TASK REQUIREMENTS:
**A.** Please retype the part of the stolen-watch thread that begins at the words "My cc only covers" and ends after "what I did.", without changing a single character.
**B.** Write what comes next in the stolen-watch thread, starting after its last post.

DOCUMENT SEGMENT:
[Start]

# Stolen watch at playa del Carmen Mexico



## Peterhe1229

My watch was sadly stolen from my car in playa del Carmen Mexico on 01/13/2022.
Purchased at 1pm and stolen by 4:30pm.
I didn’t even get a chance to open the watch box yet…..
Serial number Serial #83230232 purchased at playa del Carmen Ultrajewels 

thanks all


----------



## Peterhe1229

Reporting to police here in Mexico is completely useless. Barely got a report for my insurance


----------



## JOHN J.

You were likely followed out of the jeweler and once you left it in the car, poof. Sorry to hear.


----------



## kritameth

Really sorry to hear! That's awful. I've heard some CC protects against theft, might be worth looking into. If you think it would increase your chance of finding it please do share the make and model.


----------



## Peterhe1229

It’s a speedmaster and yeah, I suspect that as well. I actually have a video of the crime happening. There was a camera footage but the guy had masks and gloves. Broke into my car less than 30 seconds


----------



## Hollywood Quiet

These thefts are becoming more frequent. Sorry for your loss. Good thing you have insurance.
I sleep easier having watch insurance too.


----------



## Peterhe1229

My cc only covers up to $500 and home owners insurance up $1500. So it’s better than nothing, I hope this post gets some notice so others don’t go through what I did.


----------



## Peterhe1229

The worst part of it all was the meaning of this watch. I had worked very hard for 7 years at a start up and we finally went public this year. I bought it for myself as a small celebration to remember my dedication and work. It was all gone within a few hours.

[End]

PROVIDED MATERIAL:
[Start]

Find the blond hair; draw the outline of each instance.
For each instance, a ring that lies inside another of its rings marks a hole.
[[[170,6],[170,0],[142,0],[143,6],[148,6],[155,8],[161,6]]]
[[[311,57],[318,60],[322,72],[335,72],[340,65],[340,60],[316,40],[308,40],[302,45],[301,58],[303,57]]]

[End]
[Start]

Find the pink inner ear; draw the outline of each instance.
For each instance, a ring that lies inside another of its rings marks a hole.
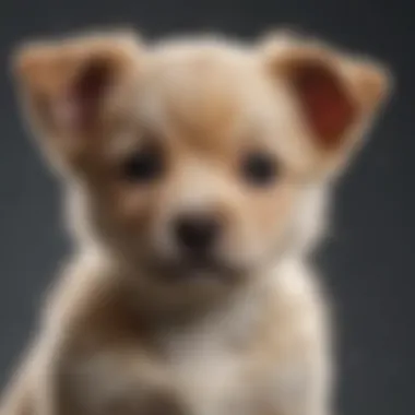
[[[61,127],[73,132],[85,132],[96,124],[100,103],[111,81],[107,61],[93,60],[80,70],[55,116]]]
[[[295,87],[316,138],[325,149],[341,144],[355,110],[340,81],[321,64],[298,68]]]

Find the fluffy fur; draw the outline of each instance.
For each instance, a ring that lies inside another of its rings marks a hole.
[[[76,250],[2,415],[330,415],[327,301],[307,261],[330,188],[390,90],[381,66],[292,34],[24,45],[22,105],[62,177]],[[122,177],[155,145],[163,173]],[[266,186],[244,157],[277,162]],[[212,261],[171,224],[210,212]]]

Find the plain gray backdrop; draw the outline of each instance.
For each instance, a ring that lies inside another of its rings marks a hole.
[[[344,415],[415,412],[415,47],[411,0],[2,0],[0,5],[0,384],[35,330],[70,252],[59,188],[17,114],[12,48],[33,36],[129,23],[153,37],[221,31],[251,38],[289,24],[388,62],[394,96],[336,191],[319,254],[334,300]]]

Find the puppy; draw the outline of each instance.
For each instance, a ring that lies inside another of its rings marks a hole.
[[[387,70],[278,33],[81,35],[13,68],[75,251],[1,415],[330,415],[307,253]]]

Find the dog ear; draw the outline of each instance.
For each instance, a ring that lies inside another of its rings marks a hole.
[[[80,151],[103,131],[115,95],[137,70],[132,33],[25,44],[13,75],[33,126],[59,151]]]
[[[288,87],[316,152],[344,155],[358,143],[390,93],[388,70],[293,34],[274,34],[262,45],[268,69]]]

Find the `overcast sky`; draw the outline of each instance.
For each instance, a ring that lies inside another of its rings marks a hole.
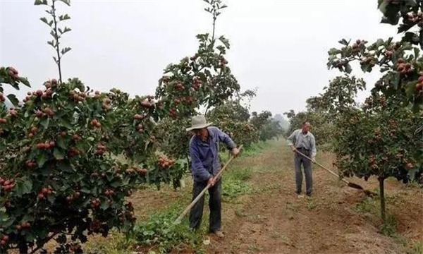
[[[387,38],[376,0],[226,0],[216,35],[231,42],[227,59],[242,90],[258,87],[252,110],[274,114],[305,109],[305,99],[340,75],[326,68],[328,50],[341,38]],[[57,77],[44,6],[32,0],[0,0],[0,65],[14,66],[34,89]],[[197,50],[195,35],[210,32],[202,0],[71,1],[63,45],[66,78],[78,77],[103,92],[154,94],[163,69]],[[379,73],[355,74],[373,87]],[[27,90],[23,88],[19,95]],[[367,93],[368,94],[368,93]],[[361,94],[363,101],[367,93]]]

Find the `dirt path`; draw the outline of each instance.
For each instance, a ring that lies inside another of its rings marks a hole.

[End]
[Start]

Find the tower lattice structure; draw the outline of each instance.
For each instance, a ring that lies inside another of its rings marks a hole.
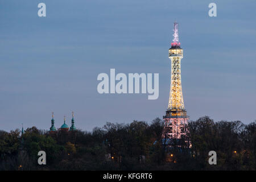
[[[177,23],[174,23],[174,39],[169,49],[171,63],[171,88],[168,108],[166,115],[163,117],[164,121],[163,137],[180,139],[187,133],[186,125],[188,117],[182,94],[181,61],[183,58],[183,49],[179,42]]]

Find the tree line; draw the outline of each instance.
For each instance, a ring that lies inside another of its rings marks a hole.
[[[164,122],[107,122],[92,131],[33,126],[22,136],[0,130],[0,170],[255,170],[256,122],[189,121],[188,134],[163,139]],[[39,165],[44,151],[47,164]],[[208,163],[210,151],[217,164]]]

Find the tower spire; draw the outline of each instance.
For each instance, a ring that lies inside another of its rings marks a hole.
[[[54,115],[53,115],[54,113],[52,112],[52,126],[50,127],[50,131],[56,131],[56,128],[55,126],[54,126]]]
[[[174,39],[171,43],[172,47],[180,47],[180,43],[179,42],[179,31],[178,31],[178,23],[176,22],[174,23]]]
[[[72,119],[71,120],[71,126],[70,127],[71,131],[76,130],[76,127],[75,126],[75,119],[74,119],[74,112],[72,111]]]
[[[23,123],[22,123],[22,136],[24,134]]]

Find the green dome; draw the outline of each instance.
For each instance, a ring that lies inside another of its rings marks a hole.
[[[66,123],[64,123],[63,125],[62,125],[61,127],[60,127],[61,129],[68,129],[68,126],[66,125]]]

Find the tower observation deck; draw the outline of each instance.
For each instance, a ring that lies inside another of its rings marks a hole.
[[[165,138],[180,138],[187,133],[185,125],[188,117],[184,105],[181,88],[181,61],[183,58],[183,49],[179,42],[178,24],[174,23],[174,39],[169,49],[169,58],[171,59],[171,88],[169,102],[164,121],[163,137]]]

[End]

FINAL ANSWERS:
**A.**
My cc only covers up to $500 and home owners insurance up $1500. So it’s better than nothing, I hope this post gets some notice so others don’t go through what I did.

**B.**
----------



## Rolexplorer

JOHN J. said:


> You were likely followed out of the jeweler and once you left it in the car, poof. Sorry to hear.


I suspect the same. It makes a lot of sense.
Oh and am very sorry for your loss.


----------



## rnosky

Sorry man. I bought an Omega Constellation for my wife at that same store several years ago. Funny thing was there were multiple guards armed with Uzi's in the store. Too bad they weren't there for you.


----------



## Peterhe1229

I almost bought a watch for me wife as well in the same store. Good thing I didn’t cause that would’ve been something else. She did have her wallet stolen from be trunk at the same time as my watch. Luckily it was small amount of cash and her credit cards.


----------



## JOHN J.

What a violation of our humanity. What is wrong with a world in which someone can so brazenly rip you off? Again, sorry, and for your wife too.


----------



## soufiane

I have been to that store. They called me in April 2020 to pick up a Hulk, a datejust 41, a sub 41 and an explorer. I thought about it but declined the offer kindly 


Sent from my iPhone using Tapatalk


----------



## JorgeB

OMG, I live in Playa del Carmen!. Crime is ramping these days to be honest, I rarely wear any of my watches on the streets anymore. When I go to UltraJewels, I'm very paranoid since its located in 5th avenue and lot of eyes there. Since is a small town everything is very close and I feel I could be followed easily.
I've chosen to go all the way to Cancun to see or purchase watches because I feel a little safer.

Im sorry to hear that, may I ask, why did you leave your watch in your car? Was it parked? Did you leave the box where anyone can see through the glass?

Im asking because here is almost guaranteed if you leave any sort of bag or ipod/ipad in sight you'll most likely get a smashed window, I've had that happen twice, with a computer and with an ipod a long time ago.
If a burglar see a UJ bag inside the car is like jackpot for them.


----------



## BrendonM

I think violation of humanity is perhaps a little over the top.


JOHN J. said:


> What a violation of our humanity. What is wrong with a world in which someone can so brazenly rip you off? Again, sorry, and for your wife too.


It a property crime of opportunity, not genocide. Does suck though.


----------



## DonJ53

BrendonM said:


> It a property crime of opportunity


Nope, it was a planned crime.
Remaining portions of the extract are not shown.